A single stretch of the material below is to be transcribed exactly, starting at the line with "Target: red, white" and ending after the line with "point: right stripe".
===
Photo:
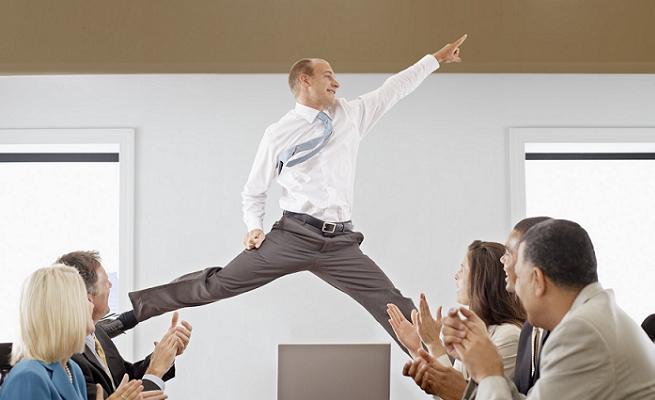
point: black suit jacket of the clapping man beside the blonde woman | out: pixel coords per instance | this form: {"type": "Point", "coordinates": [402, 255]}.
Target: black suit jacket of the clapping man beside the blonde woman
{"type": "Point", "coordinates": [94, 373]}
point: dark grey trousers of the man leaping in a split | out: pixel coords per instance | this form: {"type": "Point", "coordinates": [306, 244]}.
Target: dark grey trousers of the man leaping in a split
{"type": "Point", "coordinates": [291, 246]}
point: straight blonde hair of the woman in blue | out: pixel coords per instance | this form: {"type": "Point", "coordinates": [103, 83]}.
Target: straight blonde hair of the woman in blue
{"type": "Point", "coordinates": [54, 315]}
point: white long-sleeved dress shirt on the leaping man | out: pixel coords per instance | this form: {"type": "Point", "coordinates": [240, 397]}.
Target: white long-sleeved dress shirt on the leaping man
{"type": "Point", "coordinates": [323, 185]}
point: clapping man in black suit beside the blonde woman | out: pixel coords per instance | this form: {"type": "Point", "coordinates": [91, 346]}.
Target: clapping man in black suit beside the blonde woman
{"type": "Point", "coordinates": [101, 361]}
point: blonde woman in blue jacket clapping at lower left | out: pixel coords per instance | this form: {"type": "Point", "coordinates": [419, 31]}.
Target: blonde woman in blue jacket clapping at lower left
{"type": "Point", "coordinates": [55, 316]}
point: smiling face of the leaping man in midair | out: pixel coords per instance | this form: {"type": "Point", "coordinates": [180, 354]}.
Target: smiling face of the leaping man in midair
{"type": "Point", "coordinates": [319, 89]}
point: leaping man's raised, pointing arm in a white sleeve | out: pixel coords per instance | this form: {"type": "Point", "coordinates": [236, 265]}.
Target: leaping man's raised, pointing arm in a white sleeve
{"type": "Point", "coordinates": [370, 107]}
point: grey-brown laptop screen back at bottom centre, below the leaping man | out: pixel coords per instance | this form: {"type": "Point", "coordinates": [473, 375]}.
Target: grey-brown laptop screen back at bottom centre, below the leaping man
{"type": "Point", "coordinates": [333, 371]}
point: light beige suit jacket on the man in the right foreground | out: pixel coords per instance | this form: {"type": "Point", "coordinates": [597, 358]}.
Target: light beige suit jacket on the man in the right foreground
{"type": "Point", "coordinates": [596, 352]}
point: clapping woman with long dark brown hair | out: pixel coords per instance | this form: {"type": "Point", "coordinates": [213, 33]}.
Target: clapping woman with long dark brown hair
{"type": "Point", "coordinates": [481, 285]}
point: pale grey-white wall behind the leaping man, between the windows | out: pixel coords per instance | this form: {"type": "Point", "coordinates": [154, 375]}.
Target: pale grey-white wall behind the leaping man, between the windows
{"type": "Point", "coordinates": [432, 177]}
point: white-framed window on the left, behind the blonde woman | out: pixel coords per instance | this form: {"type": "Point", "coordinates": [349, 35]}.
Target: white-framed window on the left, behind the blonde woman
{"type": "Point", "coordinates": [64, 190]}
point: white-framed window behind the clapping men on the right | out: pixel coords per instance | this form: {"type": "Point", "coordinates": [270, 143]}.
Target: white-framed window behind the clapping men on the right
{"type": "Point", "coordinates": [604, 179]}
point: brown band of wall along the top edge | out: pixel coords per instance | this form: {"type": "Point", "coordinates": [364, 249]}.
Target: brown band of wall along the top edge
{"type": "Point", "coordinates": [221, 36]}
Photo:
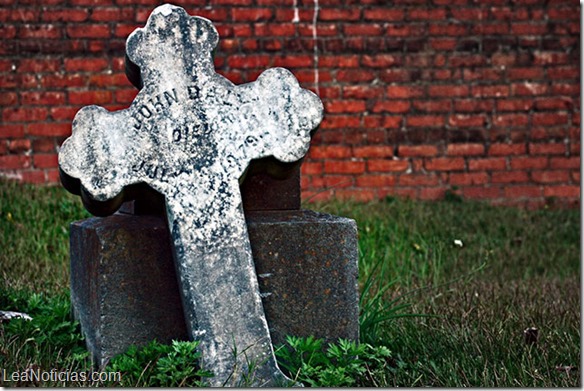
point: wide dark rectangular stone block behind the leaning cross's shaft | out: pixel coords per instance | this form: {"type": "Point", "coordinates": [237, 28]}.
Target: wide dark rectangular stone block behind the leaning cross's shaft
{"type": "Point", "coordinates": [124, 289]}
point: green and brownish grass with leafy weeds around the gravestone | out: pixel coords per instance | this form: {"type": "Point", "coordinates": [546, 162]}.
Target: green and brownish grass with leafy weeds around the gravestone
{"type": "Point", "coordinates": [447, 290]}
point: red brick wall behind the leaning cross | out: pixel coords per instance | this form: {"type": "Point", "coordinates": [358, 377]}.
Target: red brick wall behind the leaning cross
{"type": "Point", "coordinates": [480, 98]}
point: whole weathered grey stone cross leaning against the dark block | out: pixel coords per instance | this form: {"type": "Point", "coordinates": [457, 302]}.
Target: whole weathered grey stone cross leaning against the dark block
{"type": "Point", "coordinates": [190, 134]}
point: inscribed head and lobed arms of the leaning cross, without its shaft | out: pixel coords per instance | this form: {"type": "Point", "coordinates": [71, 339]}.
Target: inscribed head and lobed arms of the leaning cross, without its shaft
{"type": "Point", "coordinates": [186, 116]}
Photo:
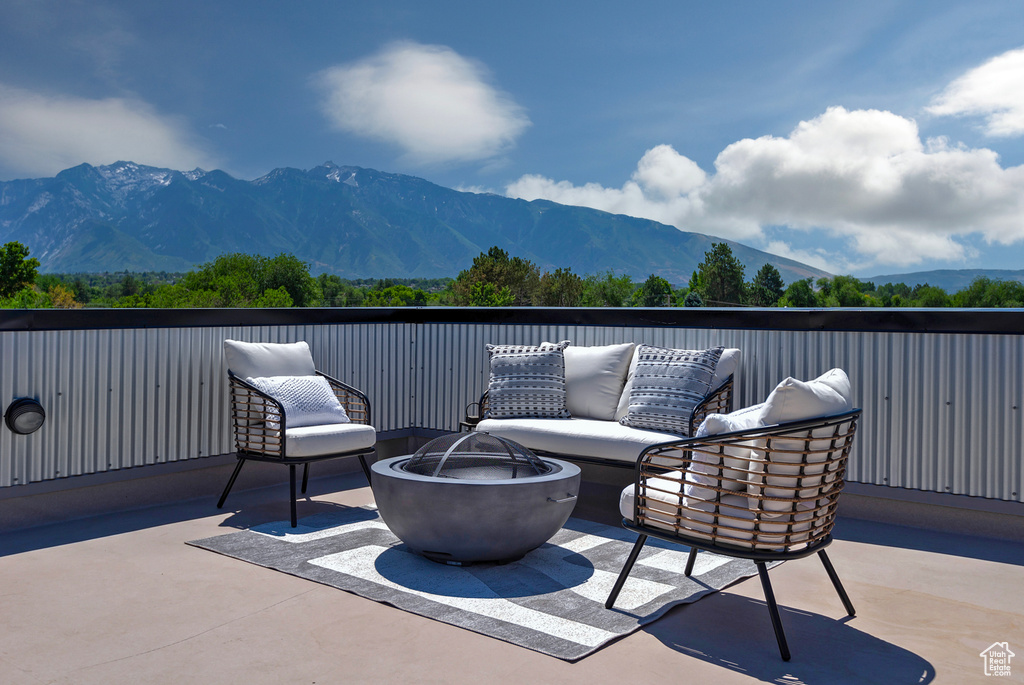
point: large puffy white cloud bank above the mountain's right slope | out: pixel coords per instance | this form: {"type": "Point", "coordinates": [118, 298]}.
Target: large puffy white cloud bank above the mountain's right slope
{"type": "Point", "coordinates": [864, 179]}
===
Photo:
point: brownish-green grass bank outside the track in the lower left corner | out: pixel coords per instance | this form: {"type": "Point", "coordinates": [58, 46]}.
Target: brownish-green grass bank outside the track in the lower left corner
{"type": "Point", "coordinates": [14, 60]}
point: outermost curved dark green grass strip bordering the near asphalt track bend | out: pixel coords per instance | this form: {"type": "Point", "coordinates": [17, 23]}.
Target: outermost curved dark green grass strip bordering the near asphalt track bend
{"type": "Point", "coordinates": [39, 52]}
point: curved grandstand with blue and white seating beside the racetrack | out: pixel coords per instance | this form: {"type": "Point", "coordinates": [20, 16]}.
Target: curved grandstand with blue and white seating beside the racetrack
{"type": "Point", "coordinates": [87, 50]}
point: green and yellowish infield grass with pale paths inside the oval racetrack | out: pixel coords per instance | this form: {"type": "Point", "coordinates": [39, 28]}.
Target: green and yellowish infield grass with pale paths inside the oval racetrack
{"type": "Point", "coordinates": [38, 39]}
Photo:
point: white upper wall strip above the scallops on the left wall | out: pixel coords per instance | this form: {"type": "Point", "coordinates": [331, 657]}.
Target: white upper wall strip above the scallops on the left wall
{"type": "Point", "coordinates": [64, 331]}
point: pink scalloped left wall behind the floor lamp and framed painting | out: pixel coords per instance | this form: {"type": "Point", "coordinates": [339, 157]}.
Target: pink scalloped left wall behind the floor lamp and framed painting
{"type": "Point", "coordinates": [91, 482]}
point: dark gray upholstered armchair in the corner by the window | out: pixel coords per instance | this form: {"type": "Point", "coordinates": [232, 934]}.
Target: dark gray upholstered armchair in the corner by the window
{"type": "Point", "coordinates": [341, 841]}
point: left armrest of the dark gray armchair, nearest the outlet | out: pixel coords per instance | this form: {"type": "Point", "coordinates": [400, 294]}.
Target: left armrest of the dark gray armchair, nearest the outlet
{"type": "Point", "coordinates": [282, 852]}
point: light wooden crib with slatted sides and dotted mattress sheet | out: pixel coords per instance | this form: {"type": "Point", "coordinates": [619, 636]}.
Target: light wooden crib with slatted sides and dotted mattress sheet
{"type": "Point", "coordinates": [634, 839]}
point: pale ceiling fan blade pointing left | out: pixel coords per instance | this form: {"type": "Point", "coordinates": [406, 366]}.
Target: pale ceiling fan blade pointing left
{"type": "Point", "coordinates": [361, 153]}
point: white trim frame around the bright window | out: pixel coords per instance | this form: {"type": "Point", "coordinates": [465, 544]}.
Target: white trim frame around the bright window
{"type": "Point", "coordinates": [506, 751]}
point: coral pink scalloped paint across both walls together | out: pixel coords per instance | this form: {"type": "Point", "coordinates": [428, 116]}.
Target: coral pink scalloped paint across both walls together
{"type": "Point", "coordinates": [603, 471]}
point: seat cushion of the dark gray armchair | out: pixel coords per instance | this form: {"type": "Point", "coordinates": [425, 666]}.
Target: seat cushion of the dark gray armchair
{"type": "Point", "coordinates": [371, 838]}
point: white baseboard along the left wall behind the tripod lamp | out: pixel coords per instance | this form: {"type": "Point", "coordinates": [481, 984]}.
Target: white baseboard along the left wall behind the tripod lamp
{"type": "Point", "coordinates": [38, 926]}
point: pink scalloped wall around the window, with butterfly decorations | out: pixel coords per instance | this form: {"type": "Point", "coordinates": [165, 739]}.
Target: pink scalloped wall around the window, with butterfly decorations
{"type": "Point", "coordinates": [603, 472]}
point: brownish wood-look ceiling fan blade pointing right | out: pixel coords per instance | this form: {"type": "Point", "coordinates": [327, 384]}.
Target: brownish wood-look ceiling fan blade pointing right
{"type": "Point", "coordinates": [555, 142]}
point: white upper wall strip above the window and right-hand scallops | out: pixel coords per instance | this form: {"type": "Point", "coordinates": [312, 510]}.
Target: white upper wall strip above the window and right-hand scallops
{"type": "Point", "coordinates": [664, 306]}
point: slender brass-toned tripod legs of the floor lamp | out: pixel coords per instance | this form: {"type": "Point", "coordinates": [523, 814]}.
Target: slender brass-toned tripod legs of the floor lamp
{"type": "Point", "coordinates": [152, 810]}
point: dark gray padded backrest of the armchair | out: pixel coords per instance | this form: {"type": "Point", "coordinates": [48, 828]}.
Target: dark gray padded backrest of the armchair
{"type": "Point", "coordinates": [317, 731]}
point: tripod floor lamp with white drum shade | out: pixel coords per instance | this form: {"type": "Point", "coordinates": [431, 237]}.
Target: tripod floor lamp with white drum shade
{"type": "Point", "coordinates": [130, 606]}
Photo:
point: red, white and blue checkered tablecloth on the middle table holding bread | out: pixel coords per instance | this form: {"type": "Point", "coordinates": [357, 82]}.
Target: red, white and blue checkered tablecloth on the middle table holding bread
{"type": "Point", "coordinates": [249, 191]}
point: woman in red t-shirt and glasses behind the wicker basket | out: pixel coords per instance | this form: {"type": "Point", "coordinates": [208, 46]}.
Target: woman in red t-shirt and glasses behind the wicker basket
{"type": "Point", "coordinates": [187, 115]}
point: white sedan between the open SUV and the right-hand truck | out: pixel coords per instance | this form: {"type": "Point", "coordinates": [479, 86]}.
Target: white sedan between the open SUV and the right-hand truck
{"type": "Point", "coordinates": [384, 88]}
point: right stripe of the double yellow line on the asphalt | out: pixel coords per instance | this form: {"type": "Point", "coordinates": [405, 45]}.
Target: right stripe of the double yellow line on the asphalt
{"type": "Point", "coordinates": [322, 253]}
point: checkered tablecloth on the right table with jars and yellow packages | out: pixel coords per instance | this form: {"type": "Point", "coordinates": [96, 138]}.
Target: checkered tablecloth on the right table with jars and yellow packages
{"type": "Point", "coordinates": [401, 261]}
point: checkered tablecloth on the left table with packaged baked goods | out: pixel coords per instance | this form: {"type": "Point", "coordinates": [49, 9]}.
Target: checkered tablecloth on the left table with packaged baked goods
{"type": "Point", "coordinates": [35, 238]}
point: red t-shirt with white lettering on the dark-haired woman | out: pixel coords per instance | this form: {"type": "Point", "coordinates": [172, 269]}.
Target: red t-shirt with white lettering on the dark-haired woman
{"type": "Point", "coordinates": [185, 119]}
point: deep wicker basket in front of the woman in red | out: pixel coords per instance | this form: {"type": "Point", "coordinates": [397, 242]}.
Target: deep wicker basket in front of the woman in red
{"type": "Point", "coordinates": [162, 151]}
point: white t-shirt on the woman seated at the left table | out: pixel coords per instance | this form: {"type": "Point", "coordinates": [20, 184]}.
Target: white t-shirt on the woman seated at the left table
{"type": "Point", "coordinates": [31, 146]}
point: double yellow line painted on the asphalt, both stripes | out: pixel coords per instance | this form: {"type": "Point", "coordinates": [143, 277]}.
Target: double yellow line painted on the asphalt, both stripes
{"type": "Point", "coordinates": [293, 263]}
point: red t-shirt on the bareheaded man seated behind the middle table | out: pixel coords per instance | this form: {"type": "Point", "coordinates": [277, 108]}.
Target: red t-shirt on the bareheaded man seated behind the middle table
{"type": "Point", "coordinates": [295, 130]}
===
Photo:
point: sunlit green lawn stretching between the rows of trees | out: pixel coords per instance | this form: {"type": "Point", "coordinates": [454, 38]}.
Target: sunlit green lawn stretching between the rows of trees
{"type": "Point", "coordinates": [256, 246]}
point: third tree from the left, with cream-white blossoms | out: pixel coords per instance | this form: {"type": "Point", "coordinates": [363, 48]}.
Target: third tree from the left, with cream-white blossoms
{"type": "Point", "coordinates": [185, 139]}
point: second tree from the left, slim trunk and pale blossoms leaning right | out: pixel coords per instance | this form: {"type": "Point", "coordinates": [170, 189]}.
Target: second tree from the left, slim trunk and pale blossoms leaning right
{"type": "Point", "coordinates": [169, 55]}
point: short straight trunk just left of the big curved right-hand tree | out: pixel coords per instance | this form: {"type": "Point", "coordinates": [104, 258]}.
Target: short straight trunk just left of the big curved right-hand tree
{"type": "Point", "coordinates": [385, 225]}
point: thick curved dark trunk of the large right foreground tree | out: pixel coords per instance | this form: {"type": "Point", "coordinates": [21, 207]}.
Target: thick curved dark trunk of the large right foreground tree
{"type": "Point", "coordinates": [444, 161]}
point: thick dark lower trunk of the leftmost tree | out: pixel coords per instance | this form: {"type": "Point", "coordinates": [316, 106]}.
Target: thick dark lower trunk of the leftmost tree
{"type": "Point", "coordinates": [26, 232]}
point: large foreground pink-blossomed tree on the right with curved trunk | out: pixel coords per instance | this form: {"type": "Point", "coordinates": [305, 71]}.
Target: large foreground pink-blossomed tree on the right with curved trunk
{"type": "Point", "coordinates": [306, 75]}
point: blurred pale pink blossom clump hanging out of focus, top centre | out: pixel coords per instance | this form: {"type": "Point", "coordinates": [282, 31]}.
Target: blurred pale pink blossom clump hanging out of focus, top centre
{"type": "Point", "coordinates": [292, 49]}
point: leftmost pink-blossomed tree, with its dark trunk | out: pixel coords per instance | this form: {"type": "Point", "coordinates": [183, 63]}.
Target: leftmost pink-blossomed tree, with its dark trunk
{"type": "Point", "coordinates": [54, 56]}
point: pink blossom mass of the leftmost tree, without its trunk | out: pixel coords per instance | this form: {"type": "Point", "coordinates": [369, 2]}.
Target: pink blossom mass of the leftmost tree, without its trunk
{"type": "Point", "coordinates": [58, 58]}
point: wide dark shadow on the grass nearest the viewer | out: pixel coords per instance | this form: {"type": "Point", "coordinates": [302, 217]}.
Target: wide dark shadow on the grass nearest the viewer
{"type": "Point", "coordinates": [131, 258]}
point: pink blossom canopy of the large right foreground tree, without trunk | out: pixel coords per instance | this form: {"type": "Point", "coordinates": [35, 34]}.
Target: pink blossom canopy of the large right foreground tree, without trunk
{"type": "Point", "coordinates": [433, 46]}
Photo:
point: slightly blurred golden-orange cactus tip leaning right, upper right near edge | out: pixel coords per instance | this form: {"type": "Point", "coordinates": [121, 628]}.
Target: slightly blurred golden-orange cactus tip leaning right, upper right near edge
===
Worked solution:
Target: red, white and blue checkered tablecloth on the middle table holding bread
{"type": "Point", "coordinates": [249, 191]}
point: woman in red t-shirt and glasses behind the wicker basket | out: pixel coords per instance | this form: {"type": "Point", "coordinates": [208, 46]}.
Target: woman in red t-shirt and glasses behind the wicker basket
{"type": "Point", "coordinates": [187, 115]}
point: white sedan between the open SUV and the right-hand truck | out: pixel coords per instance | this form: {"type": "Point", "coordinates": [479, 86]}.
Target: white sedan between the open SUV and the right-hand truck
{"type": "Point", "coordinates": [384, 88]}
point: right stripe of the double yellow line on the asphalt | out: pixel coords per instance | this form: {"type": "Point", "coordinates": [405, 45]}.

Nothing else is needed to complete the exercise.